▶ [Written request] In the coin-collecting article, give the stretch from "The following article" through "Re-published with permission." again, swapping "journal" for "magazine".

The following article first appeared in the January 2016 issue of Penny-Wise, the official journal of the Early American Coppers Society. Re-published with permission.
Let me start by saying that I don’t like the word “custodian.” It was probably my first experience of “Politically Correct Speech” when our grade school class was advised that we were not to call Mr. Townley the “janitor,” but the “custodian.” (This was in Omaha, sometime before 1960.) And yet, “custodian” is the best word to describe our inevitably temporary custody of our numismatic treasures, whether that custody is measured in months or decades. During that interval, we are expected to treat them with due respect—we are to treasure them. (“Treasurer” would be a better word, were it not for its connotations of balance sheets, rather than sheer enthrallment.) The very sense of treasure implies that others, perhaps many others, would love to get their hands on this coin of ours. What if that isn’t the case? What if, for reasons of finance, or collecting fashion, or sheer fate, we become the end-consumer by default?
Much is written, to encourage impecunious collectors, along the lines of ‘What you can buy for under $100.’ Fine. What if that is, say, a Shield Nickel, With Rays? The PCGS Price Guide puts an 1866 XF-40 example at $95. Very affordable. But the PCGS Population Report notes 534 examples graded between XF-45 and AU-58: a pool of collectors who already own a lightly-circulated coin that’s probably better than yours. And an additional 1265 examples have been certified in Mint State! Do you really think people will be beating down your door when you go to sell your XF-40? No. You, in effect, will be an end-consumer of that coin—meaning, it’s yours, enjoy it, but expect a dime on the dollar when you go to sell. Because it’s interesting, and it’s certainly historic, but it’s not rare. I strongly suspect that the same scenario applies to many of the highly-touted products of the contemporary U.S. Mint, albeit at prices ten times as high, or higher. Who will be your buyer? Not that I expect you to name them, but I do suggest that some consideration should be given to whether they will exist.
The same question occurs to me, at the other end of the purchasing spectrum. I was struck, during the first Pogue Sale, when the Sotheby’s auctioneer actually got the giggles when someone ‘cut’ a bid on him, at the $45,000 level, offering an additional $1250 rather than the standard increment of $2500. (This was on Lot 1055, the ex-Matthew Stickney 1806 quarter, PCGS 64) He clearly had trouble believing that someone still bidding on a mid-five figure objet d’art actually hoped to get it for less than the full increment! And yet unlike French Impressionists, the air is pretty thin, in the numismatic marketplace, once the price tag passes $50,000. That particular bidder won the lot, for $54,344 with the buyer’s fee. But can he assume that he will be just the latest entry in a long pedigree chain, at ever-increasing prices? Indeed, can he even be sure, on the “morning after,” that his underbidder isn’t heaving a sigh of relief? In the end, will he be happy owning a very special coin for the rest of his life, should it come to that?

▶ [Dataset section]
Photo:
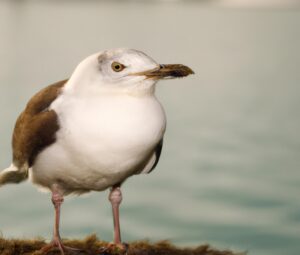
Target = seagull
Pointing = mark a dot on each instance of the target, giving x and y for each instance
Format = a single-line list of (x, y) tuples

▶ [Written response]
The following article first appeared in the January 2016 issue of Penny-Wise, the official magazine of the Early American Coppers Society. Re-published with permission.